| Work required |
Transcribe every one of the entries below line for line, without altering any character.

| Task input |
##############################

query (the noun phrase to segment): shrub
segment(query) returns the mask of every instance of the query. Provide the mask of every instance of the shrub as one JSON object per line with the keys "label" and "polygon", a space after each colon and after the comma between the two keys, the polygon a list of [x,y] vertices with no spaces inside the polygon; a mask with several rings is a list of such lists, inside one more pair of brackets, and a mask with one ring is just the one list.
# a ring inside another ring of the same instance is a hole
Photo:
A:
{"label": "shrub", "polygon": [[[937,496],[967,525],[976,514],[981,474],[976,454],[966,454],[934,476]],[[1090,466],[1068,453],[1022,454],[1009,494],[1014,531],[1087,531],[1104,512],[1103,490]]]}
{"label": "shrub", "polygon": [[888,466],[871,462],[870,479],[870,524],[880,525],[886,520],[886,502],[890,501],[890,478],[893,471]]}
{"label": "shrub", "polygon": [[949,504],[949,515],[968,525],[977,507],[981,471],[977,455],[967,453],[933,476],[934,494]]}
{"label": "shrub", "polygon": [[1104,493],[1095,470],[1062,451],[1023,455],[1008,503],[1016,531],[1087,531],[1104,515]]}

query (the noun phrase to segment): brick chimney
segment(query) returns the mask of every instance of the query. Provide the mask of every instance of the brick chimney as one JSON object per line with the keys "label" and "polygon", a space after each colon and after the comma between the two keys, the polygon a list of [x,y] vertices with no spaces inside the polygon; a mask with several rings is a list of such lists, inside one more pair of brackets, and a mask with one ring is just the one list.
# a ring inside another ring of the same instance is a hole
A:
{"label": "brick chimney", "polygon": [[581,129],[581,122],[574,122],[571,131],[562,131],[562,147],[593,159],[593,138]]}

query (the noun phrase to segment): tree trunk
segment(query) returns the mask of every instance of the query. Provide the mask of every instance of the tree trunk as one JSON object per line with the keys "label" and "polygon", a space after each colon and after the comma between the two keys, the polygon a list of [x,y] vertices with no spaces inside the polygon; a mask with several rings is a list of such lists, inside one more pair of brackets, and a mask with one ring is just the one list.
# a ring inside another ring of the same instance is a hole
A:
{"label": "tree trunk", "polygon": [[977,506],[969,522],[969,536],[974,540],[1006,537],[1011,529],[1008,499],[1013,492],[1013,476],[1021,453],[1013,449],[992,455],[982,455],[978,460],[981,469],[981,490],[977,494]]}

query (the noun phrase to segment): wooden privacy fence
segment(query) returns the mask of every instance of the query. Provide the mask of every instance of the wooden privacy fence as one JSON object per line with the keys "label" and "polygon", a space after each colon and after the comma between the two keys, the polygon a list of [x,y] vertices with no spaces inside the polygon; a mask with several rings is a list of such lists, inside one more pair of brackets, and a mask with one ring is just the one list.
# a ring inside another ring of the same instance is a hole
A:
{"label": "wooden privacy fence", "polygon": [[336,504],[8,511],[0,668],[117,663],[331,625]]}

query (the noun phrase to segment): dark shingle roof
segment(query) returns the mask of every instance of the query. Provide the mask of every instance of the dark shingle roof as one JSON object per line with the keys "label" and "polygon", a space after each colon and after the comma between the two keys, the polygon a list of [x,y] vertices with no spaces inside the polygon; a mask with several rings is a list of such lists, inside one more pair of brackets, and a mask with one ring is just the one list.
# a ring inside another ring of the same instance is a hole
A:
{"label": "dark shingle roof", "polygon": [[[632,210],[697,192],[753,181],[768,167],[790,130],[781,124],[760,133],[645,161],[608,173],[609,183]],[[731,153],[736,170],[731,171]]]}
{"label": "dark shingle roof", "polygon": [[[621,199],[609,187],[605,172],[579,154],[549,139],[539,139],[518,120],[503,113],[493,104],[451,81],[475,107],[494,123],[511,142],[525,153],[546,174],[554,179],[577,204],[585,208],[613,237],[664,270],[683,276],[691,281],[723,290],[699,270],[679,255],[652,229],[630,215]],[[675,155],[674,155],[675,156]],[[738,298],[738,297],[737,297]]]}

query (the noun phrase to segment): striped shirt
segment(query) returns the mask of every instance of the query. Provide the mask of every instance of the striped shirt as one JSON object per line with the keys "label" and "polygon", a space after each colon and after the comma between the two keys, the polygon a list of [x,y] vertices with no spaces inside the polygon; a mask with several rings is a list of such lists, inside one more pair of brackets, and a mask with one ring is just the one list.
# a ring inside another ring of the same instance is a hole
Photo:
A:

##############################

| Solution to this exercise |
query (the noun phrase to segment): shrub
segment(query) returns the mask of every instance of the query. Provide the mask of every instance of the shrub as one JSON object per line with the keys "label" and "polygon", a space after each colon and after the comma between the two keys, the polygon a list of [x,y] vertices with no spaces inside the polygon; a mask with several rings is a list of such lists, inside one more pair of brackets, and a mask with one ring is just the one list.
# a ring inside another ring of the same instance is a hole
Photo:
A:
{"label": "shrub", "polygon": [[[937,496],[967,525],[976,514],[981,474],[976,454],[966,454],[934,476]],[[1090,466],[1068,453],[1022,454],[1009,494],[1014,531],[1087,531],[1104,512],[1103,490]]]}
{"label": "shrub", "polygon": [[888,466],[871,462],[870,479],[870,524],[880,525],[886,520],[886,502],[890,501],[890,478],[893,471]]}
{"label": "shrub", "polygon": [[949,504],[949,515],[968,525],[977,507],[981,471],[977,455],[967,453],[933,476],[934,494]]}
{"label": "shrub", "polygon": [[1104,493],[1095,470],[1062,451],[1023,455],[1008,503],[1016,531],[1087,531],[1104,515]]}

query (the noun phrase to segment): brick chimney
segment(query) returns the mask of every instance of the query. Provide the mask of every instance of the brick chimney as one JSON object per line with the keys "label" and "polygon", a space after each colon and after the comma between the two keys, the polygon a list of [x,y] vertices with no spaces inside the polygon; a mask with several rings is a list of such lists, inside one more pair of brackets, and a mask with one ring is just the one list.
# a ring inside another ring of the same instance is a hole
A:
{"label": "brick chimney", "polygon": [[581,129],[581,122],[574,122],[571,131],[562,131],[562,147],[593,159],[593,138]]}

query (the noun phrase to segment): tree trunk
segment(query) returns the mask of every instance of the query. Provide the mask of every instance of the tree trunk as one JSON object per line with the keys "label" and "polygon", a space after each colon and after the comma between the two keys, the polygon a list of [x,y] vertices with no spaces inside the polygon; a mask with several rings is a list of such lists, inside one more pair of brackets, and a mask with one ring is just the one list.
# a ring inside another ring of the same instance is a hole
A:
{"label": "tree trunk", "polygon": [[977,506],[969,522],[969,536],[974,540],[1006,537],[1011,529],[1008,499],[1013,492],[1013,476],[1021,453],[1013,449],[992,455],[982,455],[978,460],[981,469],[981,490],[977,494]]}

query (the noun phrase to segment): wooden privacy fence
segment(query) returns the mask of every instance of the query. Provide the mask of every instance of the wooden privacy fence as one JSON object per line with the keys "label" and "polygon", a space after each colon and after the comma between the two keys, the polygon a list of [x,y] vertices with no spaces inside the polygon; a mask with several rings is a list of such lists, inside one more pair of brackets, and a mask with one ring is just the one list.
# a ring inside another ring of the same instance is a hole
A:
{"label": "wooden privacy fence", "polygon": [[336,504],[8,511],[0,668],[117,663],[331,625]]}

query (the noun phrase to segment): dark shingle roof
segment(query) returns the mask of every instance of the query. Provide the mask of every instance of the dark shingle roof as one JSON object per line with the keys "label" and "polygon", a space after each colon and after the comma between the two keys, the polygon a list of [x,y] vertices with no spaces inside the polygon; a mask with several rings is a list of such lists, inside one more pair of brackets, and a mask with one ring is just the one list.
# a ring inside another ring of the same instance is a hole
A:
{"label": "dark shingle roof", "polygon": [[[632,210],[697,192],[753,181],[768,167],[790,130],[781,124],[760,133],[645,161],[608,173],[609,183]],[[731,153],[736,170],[731,171]]]}
{"label": "dark shingle roof", "polygon": [[[621,199],[609,187],[605,172],[579,154],[549,139],[539,139],[518,120],[503,113],[493,104],[451,81],[475,107],[494,123],[511,142],[525,153],[546,174],[554,179],[577,204],[585,208],[613,237],[664,270],[683,276],[691,281],[723,290],[699,270],[679,255],[652,229],[630,215]],[[675,155],[674,155],[675,156]],[[738,298],[738,297],[737,297]]]}

query (the noun phrase to segment): striped shirt
segment(query) returns the mask of every instance of the query. Provide the mask of every instance of the striped shirt as one JSON object per line with the keys "label" and "polygon", a space after each colon and after the comma between the two keys, the polygon a list of [x,y] vertices with no spaces inside the polygon; a mask with several rings is a list of such lists, inside one more pair of brackets, and a mask with one ring is just the one list.
# a ring inside another ring of the same instance is a hole
Photo:
A:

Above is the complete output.